* **Exercise tasks**:
1. Do these statements agree with the passage on a cat eating litter below: (a) the cat in the question is 10 years old; (b) in the relapse case, the owner switched from wheat-based litter to clay litter; (c) the writer can tell from the description whether the cat is straining to urinate or to defecate? Answer yes or no for each and quote the deciding words.
2. Write what comes next in the passage on a cat eating litter, picking up after its final sentence.

* **Supplied passage**:
***
Is there any reason why my cat would eat sand from her litterbox? Of course, since I noticed this happening, I now monitor her when she is in the litterbox to keep her from eating litter.
I’ve recently noticed that she sits on the litter and stays there for some time, as if she were about to evacuate. However, sometimes nothing happens, and that worries me. She is 10 years old and is fighting against a recurring fibrosarcoma.
Eating clay cat litter is uncommon, but it can be a sign of anemia. In the past four years, I’ve treated two patients for severe anemia that had, as one of their primary clinical signs, ingested cat litter. In one case, the anemia was treated successfully. The owner switched from clay litter to a wheat-based litter. The cat’s condition relapsed, and the anemia returned. When that happened, the cat began to lick the silverware.
As you can see, cats can show unusual ingestive behavior when they are anemic. I recommend your cat checked for anemia as soon as possible, especially since your cat is valiantly battling cancer. Cancer is a major cause of anemia in cats. As for the straining in the litterbox, I can’t tell, based on your description, if she’s straining to urinate or to defecate.
***
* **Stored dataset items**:
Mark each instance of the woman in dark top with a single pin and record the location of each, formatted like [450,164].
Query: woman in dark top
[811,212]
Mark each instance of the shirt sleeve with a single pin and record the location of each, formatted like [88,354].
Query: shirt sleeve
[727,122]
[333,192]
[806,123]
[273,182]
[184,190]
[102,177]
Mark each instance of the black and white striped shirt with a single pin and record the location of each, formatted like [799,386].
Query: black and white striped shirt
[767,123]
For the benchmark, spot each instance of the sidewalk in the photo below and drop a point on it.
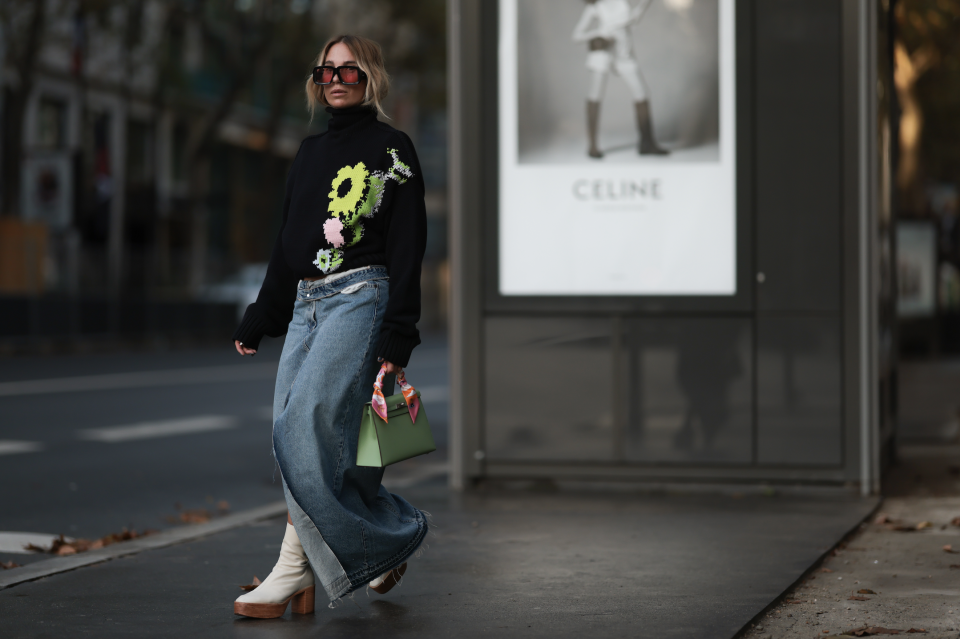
(501, 563)
(912, 581)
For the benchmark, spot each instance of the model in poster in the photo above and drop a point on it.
(605, 27)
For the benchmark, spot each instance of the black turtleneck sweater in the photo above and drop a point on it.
(354, 198)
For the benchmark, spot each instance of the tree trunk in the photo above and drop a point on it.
(908, 69)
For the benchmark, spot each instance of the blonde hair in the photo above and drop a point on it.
(369, 58)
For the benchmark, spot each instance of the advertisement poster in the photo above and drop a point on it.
(916, 269)
(617, 147)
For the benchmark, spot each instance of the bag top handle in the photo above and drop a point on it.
(379, 402)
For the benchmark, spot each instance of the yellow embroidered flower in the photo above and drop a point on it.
(347, 204)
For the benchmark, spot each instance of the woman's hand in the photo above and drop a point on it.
(243, 350)
(392, 368)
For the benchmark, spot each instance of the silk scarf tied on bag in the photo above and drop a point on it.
(406, 435)
(379, 402)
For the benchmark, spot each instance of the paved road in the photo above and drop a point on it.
(91, 444)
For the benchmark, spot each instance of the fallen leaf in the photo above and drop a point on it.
(256, 582)
(62, 547)
(195, 516)
(902, 528)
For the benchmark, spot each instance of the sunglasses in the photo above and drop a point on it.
(348, 75)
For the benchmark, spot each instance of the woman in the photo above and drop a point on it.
(344, 285)
(605, 26)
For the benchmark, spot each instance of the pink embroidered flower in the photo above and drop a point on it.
(331, 230)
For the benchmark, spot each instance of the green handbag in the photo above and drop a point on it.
(393, 428)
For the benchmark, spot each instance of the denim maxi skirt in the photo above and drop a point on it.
(351, 528)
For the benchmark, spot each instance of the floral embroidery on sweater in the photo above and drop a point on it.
(361, 200)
***
* **Activity answers**:
1.
(a) Yes: "She is 10 years old"
(b) No: "The owner switched from clay litter to a wheat-based litter."
(c) No: "I can’t tell, based on your description, if she’s straining to urinate or to defecate."

2.
Straining to defecate would suggest a constipation problem, and she may need to change diets or be given stool softeners. If it seems to be a constipation problem, your vet can discuss various constipation treatments. Straining to urinate could be secondary to a urinary tract infection, crystals in her urine, a bladder stone or interstitial cystitis.
Ask your veterinarian to check this out when testing for anemia. If it seems to be a urinary issue, a urinalysis, urine culture and bladder X-ray may be necessary to discern which lower urinary tract disorder is responsible for her clinical signs.